Assignment
Search the entries below for the word "shirt" and copy each line that has it.
START Source material
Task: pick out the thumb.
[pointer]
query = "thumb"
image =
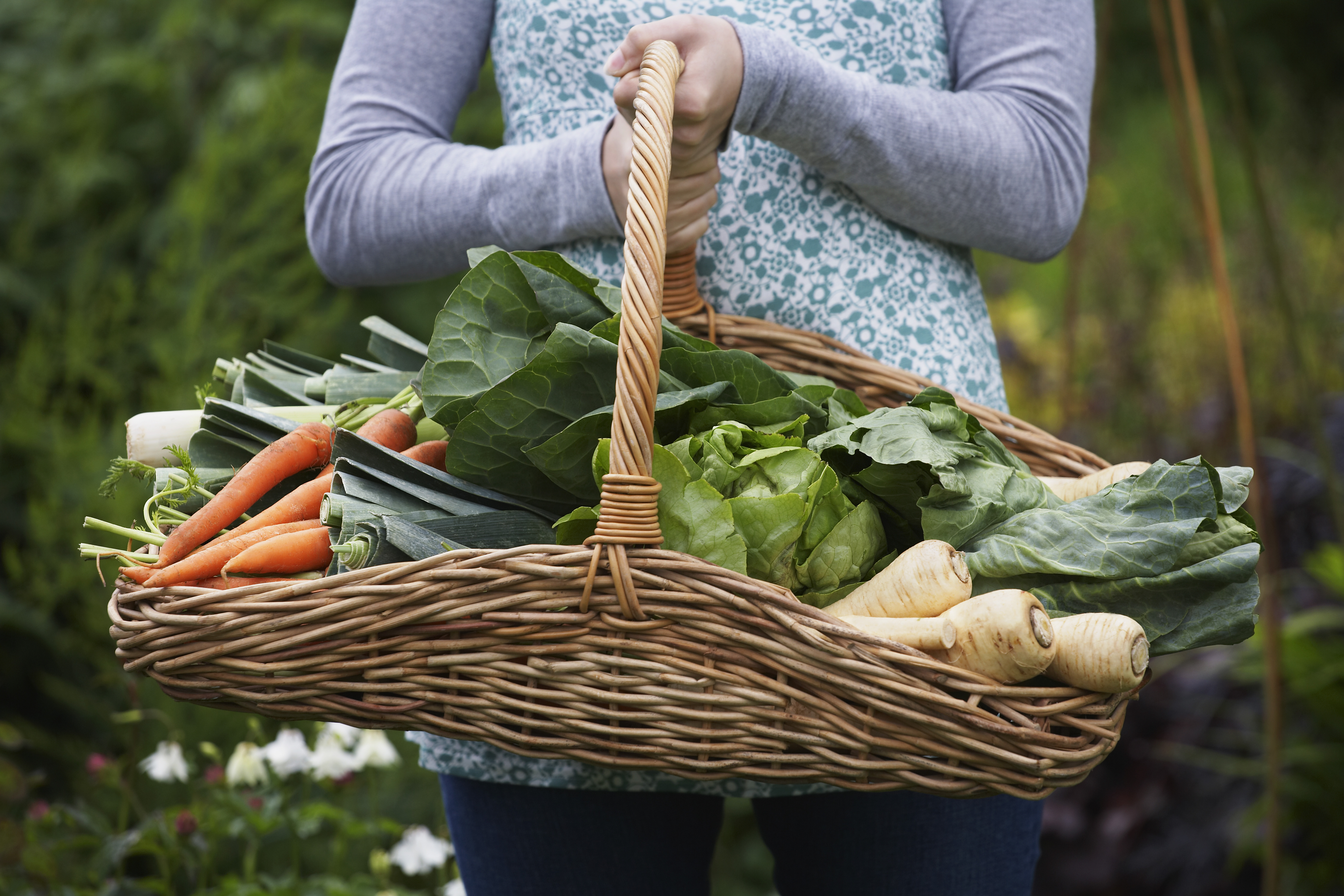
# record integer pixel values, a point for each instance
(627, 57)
END Source material
START Source material
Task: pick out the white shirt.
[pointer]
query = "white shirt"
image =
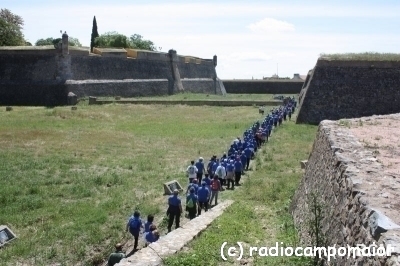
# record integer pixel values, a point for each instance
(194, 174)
END Source material
START Source material
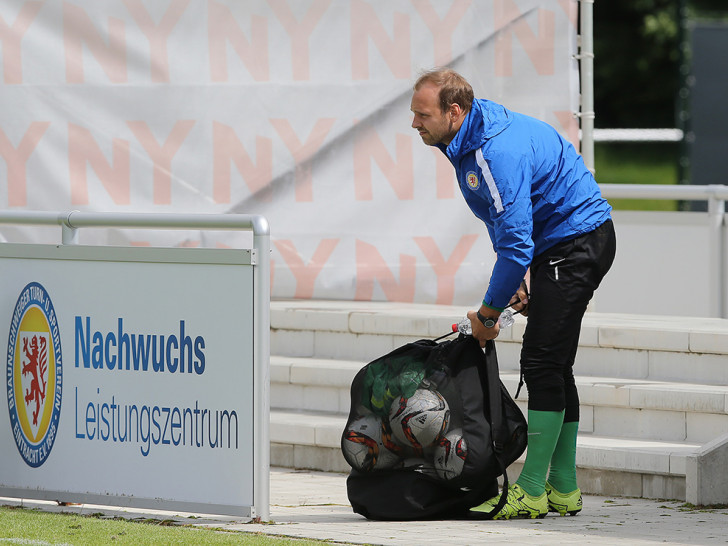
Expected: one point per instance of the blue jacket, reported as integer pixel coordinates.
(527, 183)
END Source material
Output of the exercise
Task: pick out the white shirt.
query = "white shirt"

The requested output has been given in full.